▶ _TASK DIRECTIONS_
Take the lines below beginning at the line that has "FIND: purple tank top" and stopping after the line that has "FIND: eyebrow", and print them exactly as they are, with no other lines.

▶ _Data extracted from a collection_
....................

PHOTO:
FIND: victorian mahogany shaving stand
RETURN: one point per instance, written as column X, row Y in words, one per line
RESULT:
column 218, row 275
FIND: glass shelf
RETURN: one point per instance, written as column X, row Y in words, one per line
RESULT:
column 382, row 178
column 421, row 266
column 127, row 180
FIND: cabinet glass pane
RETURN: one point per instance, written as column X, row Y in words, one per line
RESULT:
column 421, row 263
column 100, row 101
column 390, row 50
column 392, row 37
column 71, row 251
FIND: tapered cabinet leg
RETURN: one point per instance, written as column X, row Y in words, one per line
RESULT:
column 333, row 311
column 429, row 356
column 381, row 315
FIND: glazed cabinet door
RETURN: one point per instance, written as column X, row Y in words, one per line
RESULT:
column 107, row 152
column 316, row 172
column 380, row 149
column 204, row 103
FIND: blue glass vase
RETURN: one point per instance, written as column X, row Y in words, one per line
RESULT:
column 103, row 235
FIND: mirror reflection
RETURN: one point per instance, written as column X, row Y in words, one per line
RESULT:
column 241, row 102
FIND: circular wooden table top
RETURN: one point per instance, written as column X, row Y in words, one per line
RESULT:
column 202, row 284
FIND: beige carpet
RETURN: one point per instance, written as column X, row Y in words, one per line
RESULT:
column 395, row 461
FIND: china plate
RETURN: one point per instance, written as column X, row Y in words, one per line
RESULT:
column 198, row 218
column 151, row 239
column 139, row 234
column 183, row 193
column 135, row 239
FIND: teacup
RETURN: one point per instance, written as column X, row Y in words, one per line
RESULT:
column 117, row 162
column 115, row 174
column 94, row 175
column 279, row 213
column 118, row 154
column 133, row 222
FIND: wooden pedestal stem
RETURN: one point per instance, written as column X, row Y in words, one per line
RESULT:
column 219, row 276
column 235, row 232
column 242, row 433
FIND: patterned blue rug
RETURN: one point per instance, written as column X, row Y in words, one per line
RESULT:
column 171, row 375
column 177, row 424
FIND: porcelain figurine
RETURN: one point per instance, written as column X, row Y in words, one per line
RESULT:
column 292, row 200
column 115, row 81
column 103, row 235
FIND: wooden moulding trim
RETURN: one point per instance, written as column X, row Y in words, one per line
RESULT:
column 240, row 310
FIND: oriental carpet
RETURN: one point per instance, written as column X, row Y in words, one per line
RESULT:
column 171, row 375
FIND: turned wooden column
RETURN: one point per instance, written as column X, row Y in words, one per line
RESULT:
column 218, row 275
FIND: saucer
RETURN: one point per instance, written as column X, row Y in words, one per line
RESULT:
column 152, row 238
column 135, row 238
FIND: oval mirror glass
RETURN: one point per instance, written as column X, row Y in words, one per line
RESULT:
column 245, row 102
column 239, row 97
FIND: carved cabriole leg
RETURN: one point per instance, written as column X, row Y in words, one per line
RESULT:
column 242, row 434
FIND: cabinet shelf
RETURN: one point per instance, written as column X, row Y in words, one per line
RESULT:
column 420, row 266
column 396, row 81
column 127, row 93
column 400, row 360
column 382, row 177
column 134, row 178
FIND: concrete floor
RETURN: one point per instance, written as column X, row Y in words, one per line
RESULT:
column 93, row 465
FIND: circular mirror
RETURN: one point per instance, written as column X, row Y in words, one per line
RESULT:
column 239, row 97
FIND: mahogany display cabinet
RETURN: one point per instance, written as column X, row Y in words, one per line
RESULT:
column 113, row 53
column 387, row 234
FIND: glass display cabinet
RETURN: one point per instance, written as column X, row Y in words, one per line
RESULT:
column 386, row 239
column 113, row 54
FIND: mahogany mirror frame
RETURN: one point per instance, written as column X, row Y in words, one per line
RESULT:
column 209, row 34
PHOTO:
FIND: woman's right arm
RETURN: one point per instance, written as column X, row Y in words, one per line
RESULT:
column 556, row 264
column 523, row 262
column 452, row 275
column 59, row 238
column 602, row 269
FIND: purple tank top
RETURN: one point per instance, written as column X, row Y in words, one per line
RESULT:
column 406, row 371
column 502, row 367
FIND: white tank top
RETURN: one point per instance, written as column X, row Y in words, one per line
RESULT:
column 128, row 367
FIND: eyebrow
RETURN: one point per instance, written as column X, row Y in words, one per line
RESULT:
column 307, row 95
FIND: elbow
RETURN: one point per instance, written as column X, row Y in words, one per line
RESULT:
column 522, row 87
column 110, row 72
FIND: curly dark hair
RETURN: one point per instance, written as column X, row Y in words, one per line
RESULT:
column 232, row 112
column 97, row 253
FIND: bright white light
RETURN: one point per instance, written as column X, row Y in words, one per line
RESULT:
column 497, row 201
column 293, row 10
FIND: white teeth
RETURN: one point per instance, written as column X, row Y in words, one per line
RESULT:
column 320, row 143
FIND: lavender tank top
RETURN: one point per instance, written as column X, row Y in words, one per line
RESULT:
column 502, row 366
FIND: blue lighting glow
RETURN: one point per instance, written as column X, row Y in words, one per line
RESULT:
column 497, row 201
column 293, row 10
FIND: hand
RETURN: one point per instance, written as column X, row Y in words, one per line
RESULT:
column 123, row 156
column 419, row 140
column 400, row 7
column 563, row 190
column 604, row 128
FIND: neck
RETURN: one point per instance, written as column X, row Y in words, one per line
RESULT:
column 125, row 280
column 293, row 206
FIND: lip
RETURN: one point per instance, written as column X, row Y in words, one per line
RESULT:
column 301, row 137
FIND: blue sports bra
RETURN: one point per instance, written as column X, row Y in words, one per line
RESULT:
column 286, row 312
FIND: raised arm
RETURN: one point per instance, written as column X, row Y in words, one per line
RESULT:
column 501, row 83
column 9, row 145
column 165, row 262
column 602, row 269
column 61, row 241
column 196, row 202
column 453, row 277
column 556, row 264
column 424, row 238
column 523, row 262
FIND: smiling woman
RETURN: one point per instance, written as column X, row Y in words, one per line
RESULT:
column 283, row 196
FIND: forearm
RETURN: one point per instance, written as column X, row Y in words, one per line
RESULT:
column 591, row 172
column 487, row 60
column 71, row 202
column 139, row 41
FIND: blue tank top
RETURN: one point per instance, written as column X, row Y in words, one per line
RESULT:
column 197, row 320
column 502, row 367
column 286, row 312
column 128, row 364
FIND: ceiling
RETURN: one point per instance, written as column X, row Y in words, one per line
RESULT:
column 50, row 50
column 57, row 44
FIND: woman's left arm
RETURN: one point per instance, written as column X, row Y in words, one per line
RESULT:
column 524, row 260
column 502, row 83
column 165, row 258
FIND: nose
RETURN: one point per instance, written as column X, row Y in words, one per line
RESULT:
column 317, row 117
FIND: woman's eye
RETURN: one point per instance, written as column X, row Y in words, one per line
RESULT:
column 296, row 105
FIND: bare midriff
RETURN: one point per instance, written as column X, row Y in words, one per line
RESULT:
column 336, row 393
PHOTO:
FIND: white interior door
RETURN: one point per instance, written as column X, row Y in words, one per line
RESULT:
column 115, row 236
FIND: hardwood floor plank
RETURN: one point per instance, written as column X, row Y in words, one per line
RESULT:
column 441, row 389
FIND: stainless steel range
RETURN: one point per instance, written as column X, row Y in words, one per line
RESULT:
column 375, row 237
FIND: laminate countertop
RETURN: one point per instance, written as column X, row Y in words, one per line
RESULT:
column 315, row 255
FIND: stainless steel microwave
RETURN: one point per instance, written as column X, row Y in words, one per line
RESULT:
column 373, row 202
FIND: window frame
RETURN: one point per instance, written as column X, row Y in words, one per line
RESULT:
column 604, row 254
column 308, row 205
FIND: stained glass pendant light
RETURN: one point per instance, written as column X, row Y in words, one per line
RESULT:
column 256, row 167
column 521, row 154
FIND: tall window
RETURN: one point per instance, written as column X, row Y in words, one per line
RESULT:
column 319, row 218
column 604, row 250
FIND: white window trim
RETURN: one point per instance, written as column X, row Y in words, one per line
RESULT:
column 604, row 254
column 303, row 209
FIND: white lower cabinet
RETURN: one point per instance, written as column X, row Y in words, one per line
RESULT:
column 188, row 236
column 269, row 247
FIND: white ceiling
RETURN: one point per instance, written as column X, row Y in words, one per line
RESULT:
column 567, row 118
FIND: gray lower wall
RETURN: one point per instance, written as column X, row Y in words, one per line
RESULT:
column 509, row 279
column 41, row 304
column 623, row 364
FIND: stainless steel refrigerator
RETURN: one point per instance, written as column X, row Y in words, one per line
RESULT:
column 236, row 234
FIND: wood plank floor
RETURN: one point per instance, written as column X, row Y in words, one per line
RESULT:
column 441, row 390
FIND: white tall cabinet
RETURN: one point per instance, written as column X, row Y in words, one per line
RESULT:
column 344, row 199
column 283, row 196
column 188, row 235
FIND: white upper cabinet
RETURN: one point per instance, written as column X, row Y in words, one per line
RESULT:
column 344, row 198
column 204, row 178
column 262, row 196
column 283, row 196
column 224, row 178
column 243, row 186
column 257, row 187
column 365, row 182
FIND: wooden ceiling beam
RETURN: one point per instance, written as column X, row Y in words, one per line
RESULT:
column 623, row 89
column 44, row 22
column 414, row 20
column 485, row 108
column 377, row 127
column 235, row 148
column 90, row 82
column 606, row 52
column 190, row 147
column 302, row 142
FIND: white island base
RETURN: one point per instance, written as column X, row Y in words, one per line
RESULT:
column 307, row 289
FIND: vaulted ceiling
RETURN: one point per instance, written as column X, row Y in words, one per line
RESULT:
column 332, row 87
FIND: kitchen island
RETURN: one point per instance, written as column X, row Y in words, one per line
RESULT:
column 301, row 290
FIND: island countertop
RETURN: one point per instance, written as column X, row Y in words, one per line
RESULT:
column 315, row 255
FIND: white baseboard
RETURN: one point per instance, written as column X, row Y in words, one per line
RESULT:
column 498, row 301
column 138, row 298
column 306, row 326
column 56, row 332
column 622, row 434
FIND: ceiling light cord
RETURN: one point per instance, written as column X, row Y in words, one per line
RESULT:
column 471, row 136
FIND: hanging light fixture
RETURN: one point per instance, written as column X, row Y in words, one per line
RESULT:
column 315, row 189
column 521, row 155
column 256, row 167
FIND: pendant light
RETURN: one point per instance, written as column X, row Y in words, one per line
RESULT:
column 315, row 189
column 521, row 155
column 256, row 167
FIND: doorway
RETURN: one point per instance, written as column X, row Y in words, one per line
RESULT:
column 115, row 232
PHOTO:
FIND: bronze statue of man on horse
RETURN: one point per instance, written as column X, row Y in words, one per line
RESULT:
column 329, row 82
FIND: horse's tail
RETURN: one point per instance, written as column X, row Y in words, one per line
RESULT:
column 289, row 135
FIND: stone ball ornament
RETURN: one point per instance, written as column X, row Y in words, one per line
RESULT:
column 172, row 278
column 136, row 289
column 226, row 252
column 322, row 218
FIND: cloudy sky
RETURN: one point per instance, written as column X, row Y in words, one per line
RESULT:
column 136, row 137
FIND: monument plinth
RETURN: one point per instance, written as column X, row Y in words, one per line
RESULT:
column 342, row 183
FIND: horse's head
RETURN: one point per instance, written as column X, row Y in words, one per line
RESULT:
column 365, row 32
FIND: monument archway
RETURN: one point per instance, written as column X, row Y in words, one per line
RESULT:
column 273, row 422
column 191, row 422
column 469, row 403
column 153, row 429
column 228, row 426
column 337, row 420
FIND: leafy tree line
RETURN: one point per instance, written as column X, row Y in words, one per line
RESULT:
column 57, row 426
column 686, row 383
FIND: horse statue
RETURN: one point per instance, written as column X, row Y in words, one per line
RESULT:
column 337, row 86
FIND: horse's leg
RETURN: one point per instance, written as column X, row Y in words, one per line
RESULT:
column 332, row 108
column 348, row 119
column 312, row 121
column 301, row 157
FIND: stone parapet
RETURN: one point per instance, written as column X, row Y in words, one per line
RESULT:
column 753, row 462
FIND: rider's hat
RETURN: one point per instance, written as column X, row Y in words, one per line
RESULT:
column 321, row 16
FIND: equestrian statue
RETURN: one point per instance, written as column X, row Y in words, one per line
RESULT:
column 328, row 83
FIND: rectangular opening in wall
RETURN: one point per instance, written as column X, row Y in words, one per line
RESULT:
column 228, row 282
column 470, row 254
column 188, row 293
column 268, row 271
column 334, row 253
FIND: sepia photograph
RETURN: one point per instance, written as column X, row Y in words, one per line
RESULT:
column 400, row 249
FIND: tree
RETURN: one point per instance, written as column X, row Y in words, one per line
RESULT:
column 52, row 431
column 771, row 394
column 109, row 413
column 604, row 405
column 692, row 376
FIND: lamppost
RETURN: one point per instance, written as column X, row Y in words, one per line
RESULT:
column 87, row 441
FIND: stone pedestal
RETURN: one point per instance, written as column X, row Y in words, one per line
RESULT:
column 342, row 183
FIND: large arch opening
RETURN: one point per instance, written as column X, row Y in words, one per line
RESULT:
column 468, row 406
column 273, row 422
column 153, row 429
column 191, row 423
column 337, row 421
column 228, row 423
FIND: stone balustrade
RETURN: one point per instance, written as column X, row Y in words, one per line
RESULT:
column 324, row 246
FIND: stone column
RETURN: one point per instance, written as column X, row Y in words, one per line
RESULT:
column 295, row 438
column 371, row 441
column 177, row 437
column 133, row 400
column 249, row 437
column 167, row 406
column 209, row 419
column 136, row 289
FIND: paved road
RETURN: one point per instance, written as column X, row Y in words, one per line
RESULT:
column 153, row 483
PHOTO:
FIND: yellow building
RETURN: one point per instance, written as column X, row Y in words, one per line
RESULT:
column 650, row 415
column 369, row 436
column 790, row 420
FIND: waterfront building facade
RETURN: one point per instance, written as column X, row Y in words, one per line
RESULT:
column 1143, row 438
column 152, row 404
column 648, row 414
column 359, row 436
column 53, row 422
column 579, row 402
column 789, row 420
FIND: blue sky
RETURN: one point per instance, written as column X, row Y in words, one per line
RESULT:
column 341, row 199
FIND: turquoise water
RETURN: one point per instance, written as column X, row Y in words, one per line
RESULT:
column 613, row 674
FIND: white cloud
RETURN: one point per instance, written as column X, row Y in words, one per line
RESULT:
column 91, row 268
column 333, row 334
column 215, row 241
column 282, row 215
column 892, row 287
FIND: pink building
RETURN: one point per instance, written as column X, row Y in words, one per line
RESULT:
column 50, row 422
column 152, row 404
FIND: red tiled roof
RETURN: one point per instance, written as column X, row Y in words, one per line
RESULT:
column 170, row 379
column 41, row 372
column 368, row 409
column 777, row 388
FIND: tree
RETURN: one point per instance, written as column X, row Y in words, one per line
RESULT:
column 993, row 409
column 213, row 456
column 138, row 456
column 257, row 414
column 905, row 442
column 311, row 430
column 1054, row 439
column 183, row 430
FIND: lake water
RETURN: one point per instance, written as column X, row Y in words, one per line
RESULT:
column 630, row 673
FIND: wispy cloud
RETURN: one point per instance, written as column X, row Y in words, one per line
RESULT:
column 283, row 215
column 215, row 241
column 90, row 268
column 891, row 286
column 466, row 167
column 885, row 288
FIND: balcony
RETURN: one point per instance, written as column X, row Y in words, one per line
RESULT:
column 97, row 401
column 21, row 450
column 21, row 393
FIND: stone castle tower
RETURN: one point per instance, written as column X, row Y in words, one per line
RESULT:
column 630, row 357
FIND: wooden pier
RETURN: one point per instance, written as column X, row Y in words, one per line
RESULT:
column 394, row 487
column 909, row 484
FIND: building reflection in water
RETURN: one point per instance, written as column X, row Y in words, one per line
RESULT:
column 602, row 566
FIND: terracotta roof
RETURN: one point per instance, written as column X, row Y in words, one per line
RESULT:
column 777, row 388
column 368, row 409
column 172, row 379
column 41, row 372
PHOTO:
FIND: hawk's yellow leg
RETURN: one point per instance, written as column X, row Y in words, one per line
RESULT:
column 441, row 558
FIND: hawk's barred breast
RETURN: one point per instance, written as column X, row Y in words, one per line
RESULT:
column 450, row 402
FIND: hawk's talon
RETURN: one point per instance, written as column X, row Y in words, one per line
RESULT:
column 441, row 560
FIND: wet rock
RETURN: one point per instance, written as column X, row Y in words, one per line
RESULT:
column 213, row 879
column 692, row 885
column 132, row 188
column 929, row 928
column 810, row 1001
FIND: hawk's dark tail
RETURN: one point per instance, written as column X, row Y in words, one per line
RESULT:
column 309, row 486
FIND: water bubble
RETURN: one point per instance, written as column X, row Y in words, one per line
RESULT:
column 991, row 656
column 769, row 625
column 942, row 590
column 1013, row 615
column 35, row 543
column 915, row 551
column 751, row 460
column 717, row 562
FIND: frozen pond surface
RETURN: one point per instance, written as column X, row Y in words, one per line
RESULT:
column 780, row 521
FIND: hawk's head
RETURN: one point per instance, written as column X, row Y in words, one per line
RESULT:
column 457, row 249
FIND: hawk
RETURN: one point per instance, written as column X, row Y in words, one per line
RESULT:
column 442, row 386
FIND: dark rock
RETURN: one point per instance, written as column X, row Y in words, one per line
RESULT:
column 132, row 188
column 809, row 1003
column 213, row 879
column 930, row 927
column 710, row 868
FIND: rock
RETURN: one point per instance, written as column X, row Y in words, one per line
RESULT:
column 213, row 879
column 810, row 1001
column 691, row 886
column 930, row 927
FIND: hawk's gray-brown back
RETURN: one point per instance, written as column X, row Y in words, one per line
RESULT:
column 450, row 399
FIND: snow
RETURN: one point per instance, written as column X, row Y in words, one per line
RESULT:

....................

▶ _WRITTEN SOLUTION_
FIND: purple tank top
RETURN: one point per instance, written as column X, row Y in words, one per line
RESULT:
column 406, row 371
column 502, row 367
FIND: white tank top
RETURN: one point per instance, written as column X, row Y in words, one per line
RESULT:
column 128, row 367
FIND: eyebrow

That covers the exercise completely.